Postdocs in Computational Biology
Bruce Randall Donald
brd at snow.cs.dartmouth.edu
Fri Nov 30 01:54:37 PST 2001
Dartmouth College
Department of Computer Science (12/1/01)
Postdoctoral Research Associates in Computer Science:
We have received two new NSF grants for research in Computational
Biology and Chemistry. We are looking for persons with a doctorate in
computer science to conduct focused research in computational biology,
specifically, on computational structural biology and computer-aided
drug design. Applications should be sent to Professor Bruce R. Donald.
For application instructions, more on this position, our research, job
placement for Donald Lab alumni, and life at Dartmouth, please see:
http://www.cs.dartmouth.edu/~brd/Jobs/
Some of the most challenging and influential opportunities for
Physical Geometric Algorithms (PGA) arise in developing and applying
information technology to understand the molecular machinery of the
cell. Our recent work (and work by others) shows that many PGA
techniques may be fruitfully applied to the challenges of
computational molecular biology. PGA research may lead to computer
systems and algorithms that are useful in structural molecular
biology, proteomics, and rational drug design.

→ TASKS
1. According to the postdoc announcement, to whom should applications be sent?
2. Duplicate the part of the postdoc announcement starting at "Postdoctoral Research Associates" and ending at "Bruce R. Donald.".
3. Finish out the next part of the postdoc announcement, picking up after its final sentence.
You won't need the records for any of this.

→ RECORDS
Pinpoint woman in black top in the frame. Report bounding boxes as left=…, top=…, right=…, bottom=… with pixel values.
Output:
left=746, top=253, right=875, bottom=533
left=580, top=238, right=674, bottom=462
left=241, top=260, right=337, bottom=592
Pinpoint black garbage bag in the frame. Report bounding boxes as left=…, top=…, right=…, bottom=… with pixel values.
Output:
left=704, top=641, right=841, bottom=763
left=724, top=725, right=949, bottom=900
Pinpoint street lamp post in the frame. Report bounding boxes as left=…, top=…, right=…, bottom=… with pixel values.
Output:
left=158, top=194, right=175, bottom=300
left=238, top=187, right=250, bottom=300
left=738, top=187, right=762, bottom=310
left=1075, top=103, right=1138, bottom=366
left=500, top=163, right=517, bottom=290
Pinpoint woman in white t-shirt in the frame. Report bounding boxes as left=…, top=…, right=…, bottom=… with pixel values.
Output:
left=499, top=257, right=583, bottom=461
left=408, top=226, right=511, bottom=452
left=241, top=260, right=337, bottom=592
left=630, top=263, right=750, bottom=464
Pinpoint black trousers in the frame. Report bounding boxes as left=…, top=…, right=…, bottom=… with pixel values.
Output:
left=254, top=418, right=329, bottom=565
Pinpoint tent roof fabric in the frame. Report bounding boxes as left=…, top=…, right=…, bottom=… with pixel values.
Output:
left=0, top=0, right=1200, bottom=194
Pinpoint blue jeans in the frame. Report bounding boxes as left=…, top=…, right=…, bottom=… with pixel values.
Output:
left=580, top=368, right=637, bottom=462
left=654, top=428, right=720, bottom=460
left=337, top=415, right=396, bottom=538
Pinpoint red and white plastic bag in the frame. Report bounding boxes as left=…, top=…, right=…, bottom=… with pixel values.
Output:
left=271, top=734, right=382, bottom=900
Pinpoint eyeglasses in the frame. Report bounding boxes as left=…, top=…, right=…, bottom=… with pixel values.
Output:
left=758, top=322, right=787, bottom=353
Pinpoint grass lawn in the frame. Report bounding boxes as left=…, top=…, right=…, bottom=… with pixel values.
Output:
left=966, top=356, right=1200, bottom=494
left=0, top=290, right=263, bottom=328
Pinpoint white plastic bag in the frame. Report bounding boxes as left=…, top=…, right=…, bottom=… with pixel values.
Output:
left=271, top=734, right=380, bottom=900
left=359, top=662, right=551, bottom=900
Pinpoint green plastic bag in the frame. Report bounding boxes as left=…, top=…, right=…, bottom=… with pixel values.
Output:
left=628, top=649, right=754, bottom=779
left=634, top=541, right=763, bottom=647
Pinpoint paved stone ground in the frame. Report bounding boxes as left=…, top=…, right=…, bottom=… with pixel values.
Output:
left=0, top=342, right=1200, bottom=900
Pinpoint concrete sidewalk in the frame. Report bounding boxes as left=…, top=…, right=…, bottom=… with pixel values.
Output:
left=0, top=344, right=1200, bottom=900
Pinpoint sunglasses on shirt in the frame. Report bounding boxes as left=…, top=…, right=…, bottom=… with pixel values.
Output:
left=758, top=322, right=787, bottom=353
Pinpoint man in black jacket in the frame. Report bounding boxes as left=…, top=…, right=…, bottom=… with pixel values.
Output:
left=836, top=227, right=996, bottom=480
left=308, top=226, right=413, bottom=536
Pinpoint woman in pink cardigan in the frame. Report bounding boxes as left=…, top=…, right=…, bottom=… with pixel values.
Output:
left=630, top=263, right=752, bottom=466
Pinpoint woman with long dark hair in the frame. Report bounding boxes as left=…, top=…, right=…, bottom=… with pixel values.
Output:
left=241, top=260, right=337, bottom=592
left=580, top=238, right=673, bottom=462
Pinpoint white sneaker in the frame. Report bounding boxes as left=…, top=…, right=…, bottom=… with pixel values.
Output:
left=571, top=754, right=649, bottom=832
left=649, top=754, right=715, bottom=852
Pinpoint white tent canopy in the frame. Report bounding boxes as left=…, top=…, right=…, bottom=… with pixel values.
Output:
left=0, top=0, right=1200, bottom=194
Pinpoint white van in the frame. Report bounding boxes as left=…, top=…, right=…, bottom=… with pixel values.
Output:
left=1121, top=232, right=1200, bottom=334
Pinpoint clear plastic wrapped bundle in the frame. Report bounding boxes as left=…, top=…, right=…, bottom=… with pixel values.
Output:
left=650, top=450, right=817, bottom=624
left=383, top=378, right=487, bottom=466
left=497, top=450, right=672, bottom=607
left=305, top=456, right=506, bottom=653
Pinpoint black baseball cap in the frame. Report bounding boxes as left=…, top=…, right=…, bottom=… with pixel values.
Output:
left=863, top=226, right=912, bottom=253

→ ANSWER LIST
1. Professor Bruce R. Donald.

2.
Postdoctoral Research Associates in Computer Science:
We have received two new NSF grants for research in Computational
Biology and Chemistry. We are looking for persons with a doctorate in
computer science to conduct focused research in computational biology,
specifically, on computational structural biology and computer-aided
drug design. Applications should be sent to Professor Bruce R. Donald.

3.
Concomitantly, a wealth of interesting computational problems arise in
proposed methods for discovering new pharmaceuticals. Among these
problems are: identifying the low-energy conformations of molecules,
interpreting protein NMR (nuclear magnetic resonance) and X-ray data,
inferring constraints on the shape of active drug molecules based on
measurements of activity of related drug molecules, and docking
candidate drug molecules to known protein targets.
In the post-genomic era, key problems in molecular biology center on
the determination and exploitation of three-dimensional protein
structure and function. For example, modern drug design techniques use
protein structure to understand how a drug can bind to an enzyme and
inhibit its function. Structural proteomics will require
high-throughput experimental techniques, coupled with sophisticated
computer algorithms for data analysis and experiment planning. Our lab
is working in several areas, including: (1) data-directed
computational protocols for high-throughput protein structure
determination with nuclear magnetic resonance spectroscopy, and (2)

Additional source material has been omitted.